• [Task instructions] Please copy the listing below, swapping "mask for every instance" for "outline of each instance" and changing nothing else. Leave out the pictures.

•••

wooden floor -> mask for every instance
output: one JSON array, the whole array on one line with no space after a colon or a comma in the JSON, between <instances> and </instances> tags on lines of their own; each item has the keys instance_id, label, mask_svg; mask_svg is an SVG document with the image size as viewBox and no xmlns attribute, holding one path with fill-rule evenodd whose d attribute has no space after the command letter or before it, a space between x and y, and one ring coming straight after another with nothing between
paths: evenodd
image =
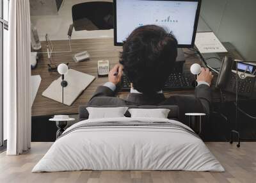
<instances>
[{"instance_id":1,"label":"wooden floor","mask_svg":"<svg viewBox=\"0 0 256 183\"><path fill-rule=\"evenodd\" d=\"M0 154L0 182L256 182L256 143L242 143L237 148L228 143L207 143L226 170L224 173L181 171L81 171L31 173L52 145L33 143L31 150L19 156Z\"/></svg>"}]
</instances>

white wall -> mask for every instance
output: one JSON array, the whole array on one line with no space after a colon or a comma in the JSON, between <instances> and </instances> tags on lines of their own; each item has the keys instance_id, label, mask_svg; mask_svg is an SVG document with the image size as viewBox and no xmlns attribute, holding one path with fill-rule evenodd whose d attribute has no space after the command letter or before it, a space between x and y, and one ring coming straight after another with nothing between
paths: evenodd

•••

• [Exercise answer]
wooden floor -> outline of each instance
output: one JSON array, the whole array on one line with no space after a colon or a comma in the JSON, between <instances> and </instances> tags on lines of their own; each item has the keys instance_id, label, mask_svg; mask_svg is an SVG document with the image size as viewBox and no xmlns attribute, holding one path with fill-rule evenodd whose d attribute has no space after the command letter or before it, a space between x and y, and one ring coming straight after another with nothing between
paths: evenodd
image =
<instances>
[{"instance_id":1,"label":"wooden floor","mask_svg":"<svg viewBox=\"0 0 256 183\"><path fill-rule=\"evenodd\" d=\"M0 154L0 182L256 182L256 143L242 143L237 148L228 143L207 143L226 170L224 173L181 171L81 171L31 173L52 145L33 143L31 150L19 156Z\"/></svg>"}]
</instances>

white wall -> outline of each instance
output: one JSON array, the whole array on one line with no space after a colon or a comma in the JSON, between <instances> and </instances> tags on lines of their own; each item has the keys instance_id, label, mask_svg; mask_svg is an SVG document with the image size as viewBox and no xmlns attribute, holding one path with fill-rule evenodd whose d attribute has no space after the command letter or before it, a space between x and y, and one ring coming straight after another with nothing between
paths: evenodd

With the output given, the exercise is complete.